● **Set task**
Pull out every line of the material below that contains the word "leaf", treating uppercase and lowercase as different.

● **Materials provided**
▬▬▬

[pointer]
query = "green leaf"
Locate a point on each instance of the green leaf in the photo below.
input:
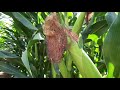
(24, 21)
(83, 62)
(110, 17)
(5, 67)
(99, 28)
(79, 22)
(6, 54)
(25, 61)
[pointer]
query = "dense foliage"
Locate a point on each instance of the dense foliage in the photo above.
(23, 45)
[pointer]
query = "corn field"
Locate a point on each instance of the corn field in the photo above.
(59, 44)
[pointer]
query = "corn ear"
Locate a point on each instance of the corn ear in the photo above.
(54, 74)
(83, 62)
(63, 69)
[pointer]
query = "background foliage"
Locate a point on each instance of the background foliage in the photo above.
(23, 47)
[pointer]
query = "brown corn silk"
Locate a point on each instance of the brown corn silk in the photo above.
(56, 38)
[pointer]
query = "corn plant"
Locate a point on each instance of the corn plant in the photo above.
(29, 51)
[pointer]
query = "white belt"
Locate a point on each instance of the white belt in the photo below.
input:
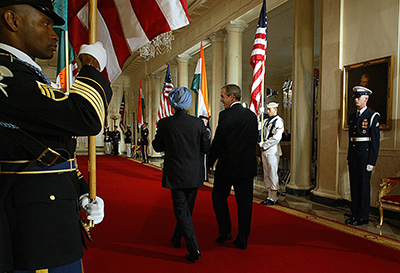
(357, 139)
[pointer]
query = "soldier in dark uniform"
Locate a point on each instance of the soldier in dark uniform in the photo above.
(116, 137)
(364, 141)
(39, 187)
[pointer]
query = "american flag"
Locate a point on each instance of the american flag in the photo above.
(165, 108)
(122, 124)
(257, 61)
(141, 106)
(123, 26)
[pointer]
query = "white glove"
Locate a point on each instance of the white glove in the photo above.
(94, 210)
(97, 51)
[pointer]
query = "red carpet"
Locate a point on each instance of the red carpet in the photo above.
(139, 221)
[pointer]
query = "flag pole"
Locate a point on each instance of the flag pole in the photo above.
(92, 139)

▬▬▬

● **Response to the task**
query = "green leaf"
Locate a point on each instance of the green leaf in the photo below.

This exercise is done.